*Task description*
In the forum thread about driver ratings, where did avguste mount the new phone holder?

*Document*
My car is a Toyota Corolla 2007. No accidents, dents or anything. Normal usage


----------



## Stygge (Jan 9, 2016)

avguste said:


> I would agree that 9 of the trips had probably 4 and below rating.
> 
> -The car is not dirty. Had it cleaned last week and smells good. Just in case, late this week or next week, I am receiving my new seat covers and new floor mats.
> -getting lost or missed a turn does happen sometimes. And I do have the habit of apologizing.......
> ...


It's definitely the holder. Go get one right now! I have a vent mounted but both cars and drivers are different so try to figure out what suits you. Go get it NOW!


----------



## Beur (Apr 14, 2015)

Stygge I'm impressed with your math skills when it comes to ratings. That's one skill I don't have.


----------



## dnlbaboof (Nov 13, 2015)

avguste said:


> no smoker. Have a phone charger up front for both Iphone and Android.
> My car is a Toyota Corolla 2007. No accidents, dents or anything. Normal usage


put the phone charger in the back, if thats where they usually sit, buy a organizer from ebay that hangs from the car headrest and put in there, maybe add mints and waters for these worthless boobs, also find out what the minimum rating is for your city


----------



## Just Another Uber Drive (Jul 15, 2015)

It is definitely the lack of a phone holder and the navigation errors. 

A driver checking their phone during a ride looks clumsy and amateurish, possibly even dangerous.

If the phone is mounted you can reach over and interact with your phone and it just looks like you know what you're doing.... unless you look like you are not paying attention to the road.

Definitely get a phone mount, and consider getting a Bluetooth earpiece so you can get the navigation silently.

You don't have enough rides to have accurate ratings yet. They are going to continue to fluctuate up and down for awhile until you do more rides. Don't sweat it.


----------



## avguste (Apr 7, 2016)

I just got a phone mount (cheap one) for one of the air vent and it definitely helps. 
But I don't like that specific one at all. Which one are you all using?
I have a ear piece already, so I am the only one that hears the GPS.

*Dataset entries*

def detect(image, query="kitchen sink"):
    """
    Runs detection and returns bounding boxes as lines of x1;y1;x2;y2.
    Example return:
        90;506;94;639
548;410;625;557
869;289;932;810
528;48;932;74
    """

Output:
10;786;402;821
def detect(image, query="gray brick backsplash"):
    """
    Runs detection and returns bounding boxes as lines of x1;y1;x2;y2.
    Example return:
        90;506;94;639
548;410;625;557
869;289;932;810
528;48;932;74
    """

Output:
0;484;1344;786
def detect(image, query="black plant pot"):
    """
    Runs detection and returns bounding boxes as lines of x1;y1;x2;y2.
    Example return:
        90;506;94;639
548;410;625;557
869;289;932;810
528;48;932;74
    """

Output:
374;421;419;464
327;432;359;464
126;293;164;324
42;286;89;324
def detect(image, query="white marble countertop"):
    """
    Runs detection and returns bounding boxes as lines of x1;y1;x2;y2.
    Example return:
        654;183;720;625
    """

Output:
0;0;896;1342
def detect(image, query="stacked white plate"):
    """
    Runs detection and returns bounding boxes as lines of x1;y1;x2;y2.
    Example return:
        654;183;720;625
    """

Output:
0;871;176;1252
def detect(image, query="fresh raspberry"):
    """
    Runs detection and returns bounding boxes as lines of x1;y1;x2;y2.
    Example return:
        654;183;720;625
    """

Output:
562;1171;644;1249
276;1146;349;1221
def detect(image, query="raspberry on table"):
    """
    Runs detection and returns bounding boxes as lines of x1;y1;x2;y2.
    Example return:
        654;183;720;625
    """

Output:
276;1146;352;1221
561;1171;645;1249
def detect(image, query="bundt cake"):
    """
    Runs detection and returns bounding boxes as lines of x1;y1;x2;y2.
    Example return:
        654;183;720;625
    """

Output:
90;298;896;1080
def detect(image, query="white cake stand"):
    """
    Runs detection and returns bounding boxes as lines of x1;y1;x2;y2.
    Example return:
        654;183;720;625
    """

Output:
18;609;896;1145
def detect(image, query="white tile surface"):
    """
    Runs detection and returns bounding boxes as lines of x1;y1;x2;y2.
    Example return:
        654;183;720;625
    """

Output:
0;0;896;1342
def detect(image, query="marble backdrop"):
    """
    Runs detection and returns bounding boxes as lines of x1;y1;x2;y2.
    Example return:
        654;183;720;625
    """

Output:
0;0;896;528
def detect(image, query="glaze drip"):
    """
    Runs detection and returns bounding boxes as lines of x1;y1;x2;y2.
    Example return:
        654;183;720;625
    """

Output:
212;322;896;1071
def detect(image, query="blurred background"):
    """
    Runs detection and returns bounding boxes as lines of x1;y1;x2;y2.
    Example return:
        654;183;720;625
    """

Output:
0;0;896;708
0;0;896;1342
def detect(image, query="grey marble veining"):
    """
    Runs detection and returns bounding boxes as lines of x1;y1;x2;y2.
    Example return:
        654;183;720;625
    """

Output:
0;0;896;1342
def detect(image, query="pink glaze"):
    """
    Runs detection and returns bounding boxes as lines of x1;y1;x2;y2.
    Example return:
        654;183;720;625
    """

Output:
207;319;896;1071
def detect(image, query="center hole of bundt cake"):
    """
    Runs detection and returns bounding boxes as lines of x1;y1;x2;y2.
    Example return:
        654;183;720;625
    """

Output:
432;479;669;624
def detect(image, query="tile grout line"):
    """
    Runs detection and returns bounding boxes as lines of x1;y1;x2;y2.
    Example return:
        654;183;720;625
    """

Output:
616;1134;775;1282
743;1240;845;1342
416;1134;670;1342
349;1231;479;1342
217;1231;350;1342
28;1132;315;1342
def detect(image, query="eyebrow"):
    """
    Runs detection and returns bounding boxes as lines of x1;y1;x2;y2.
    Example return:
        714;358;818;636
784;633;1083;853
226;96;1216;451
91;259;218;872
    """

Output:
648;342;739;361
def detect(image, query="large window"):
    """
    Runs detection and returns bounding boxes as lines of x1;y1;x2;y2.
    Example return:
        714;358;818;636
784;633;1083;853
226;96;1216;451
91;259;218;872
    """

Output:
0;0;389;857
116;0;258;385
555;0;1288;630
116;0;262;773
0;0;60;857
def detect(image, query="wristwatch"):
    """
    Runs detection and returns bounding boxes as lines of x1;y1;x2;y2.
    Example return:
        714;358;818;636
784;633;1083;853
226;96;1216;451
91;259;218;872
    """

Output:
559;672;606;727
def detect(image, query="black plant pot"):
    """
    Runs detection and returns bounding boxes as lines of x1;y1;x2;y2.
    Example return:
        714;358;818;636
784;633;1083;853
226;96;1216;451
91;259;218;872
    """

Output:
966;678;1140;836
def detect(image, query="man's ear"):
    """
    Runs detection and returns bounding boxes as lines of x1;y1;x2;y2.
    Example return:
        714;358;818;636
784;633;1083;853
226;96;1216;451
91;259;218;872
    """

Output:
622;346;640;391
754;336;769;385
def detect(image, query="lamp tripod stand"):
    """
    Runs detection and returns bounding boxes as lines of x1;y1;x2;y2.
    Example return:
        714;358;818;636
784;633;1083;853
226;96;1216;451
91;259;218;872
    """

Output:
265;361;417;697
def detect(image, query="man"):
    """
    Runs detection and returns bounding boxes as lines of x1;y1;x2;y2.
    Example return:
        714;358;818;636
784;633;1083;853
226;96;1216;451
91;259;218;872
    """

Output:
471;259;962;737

*Exercise solution*
On one of the air vents.